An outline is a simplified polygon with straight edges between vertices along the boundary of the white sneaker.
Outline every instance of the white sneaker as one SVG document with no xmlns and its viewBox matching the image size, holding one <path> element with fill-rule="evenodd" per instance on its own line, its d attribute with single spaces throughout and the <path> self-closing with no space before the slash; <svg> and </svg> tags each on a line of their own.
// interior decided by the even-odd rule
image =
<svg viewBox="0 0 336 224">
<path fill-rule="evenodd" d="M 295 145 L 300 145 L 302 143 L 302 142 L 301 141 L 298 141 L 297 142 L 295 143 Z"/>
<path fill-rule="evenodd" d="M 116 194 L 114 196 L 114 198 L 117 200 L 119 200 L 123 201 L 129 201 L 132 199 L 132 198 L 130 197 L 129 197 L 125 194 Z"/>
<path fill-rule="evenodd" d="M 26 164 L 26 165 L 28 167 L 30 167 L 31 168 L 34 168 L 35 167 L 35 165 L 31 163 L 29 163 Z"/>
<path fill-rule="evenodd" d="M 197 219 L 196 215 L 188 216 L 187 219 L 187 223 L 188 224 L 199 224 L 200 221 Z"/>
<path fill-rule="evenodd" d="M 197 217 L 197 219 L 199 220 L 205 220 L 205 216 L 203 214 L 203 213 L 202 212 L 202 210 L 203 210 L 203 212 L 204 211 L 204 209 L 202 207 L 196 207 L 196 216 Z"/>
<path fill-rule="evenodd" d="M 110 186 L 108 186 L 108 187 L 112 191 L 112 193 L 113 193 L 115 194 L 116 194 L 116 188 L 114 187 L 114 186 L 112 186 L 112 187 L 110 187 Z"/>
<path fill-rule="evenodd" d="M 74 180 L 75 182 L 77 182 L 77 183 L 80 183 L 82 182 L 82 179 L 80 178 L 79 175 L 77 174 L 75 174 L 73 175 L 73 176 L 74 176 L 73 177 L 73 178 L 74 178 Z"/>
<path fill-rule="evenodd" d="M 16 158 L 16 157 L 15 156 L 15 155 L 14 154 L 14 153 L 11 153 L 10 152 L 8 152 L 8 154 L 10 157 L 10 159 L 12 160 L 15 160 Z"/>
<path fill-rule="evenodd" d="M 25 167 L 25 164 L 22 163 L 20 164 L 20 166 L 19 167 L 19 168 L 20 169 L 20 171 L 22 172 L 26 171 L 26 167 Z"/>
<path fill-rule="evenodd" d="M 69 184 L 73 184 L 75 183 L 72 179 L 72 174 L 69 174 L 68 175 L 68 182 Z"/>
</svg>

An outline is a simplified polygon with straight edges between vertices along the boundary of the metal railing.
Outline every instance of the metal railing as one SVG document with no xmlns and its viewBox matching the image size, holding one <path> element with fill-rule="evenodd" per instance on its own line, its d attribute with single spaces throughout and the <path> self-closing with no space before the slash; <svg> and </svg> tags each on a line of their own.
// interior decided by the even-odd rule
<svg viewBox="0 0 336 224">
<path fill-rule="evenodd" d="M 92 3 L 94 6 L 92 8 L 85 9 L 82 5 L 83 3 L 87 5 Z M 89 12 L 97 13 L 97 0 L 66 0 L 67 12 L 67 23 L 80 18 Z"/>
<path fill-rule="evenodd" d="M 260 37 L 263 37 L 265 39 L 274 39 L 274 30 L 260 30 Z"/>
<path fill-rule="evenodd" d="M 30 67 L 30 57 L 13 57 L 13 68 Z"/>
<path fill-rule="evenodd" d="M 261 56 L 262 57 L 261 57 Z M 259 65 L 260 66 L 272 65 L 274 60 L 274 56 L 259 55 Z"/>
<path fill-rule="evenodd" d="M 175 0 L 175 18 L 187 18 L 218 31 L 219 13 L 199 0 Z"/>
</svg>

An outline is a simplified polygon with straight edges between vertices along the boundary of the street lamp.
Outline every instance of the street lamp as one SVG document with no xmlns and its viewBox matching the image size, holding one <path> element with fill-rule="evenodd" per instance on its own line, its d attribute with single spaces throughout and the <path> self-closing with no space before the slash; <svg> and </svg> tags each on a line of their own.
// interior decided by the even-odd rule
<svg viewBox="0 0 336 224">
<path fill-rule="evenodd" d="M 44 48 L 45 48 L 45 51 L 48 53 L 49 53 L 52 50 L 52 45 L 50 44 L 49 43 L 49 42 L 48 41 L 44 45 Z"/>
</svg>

● Task to carry out
Rewrite the listing lines that begin at the line containing "the street lamp." and run through the end of the listing, replacing "street lamp" with "lamppost" and leaving everything else unchanged.

● Task output
An outline is a simplified polygon with straight edges between vertices along the boundary of the lamppost.
Outline every instance of the lamppost as one SVG document with no xmlns and its viewBox matching the image size, holding one <path> element with fill-rule="evenodd" per instance on its own line, its d attribute with single spaces throughout and the <path> self-closing with no space before the slash; <svg> and </svg> tags each on a line of their own.
// interior decided by the even-odd rule
<svg viewBox="0 0 336 224">
<path fill-rule="evenodd" d="M 44 48 L 45 48 L 45 51 L 48 53 L 49 53 L 52 50 L 52 45 L 50 44 L 49 43 L 49 42 L 48 41 L 44 45 Z"/>
</svg>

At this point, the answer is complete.